» Entries shown:

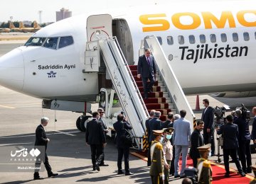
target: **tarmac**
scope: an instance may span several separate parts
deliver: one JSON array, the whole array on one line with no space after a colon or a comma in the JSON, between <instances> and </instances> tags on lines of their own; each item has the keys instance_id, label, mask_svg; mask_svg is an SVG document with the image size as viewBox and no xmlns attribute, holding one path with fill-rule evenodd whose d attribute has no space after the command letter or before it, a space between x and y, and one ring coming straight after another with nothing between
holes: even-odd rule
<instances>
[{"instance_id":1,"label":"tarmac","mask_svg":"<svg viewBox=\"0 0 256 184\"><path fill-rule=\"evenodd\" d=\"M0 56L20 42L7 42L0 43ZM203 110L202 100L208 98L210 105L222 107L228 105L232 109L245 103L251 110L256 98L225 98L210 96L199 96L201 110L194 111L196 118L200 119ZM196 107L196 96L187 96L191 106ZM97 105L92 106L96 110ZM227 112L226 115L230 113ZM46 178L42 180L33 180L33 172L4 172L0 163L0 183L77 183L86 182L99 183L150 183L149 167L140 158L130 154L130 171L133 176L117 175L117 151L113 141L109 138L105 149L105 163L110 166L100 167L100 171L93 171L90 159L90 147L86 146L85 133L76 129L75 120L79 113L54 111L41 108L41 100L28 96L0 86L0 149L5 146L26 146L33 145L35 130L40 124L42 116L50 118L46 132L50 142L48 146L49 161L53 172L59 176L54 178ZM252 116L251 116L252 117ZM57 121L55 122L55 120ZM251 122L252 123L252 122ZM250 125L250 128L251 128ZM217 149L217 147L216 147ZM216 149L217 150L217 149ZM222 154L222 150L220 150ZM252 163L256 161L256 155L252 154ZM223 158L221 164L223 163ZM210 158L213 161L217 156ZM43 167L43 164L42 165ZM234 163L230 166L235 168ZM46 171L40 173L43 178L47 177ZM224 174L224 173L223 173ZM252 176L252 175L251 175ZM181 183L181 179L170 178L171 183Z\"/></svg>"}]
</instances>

» Required task:
Repeat the rows from the first line through the line containing "scope: an instance", swapping "separate parts" for "disjoint pieces" and changing nothing else. Leave the pictures out of your answer.

» Output of the exercise:
target: **tarmac**
scope: an instance may span several disjoint pieces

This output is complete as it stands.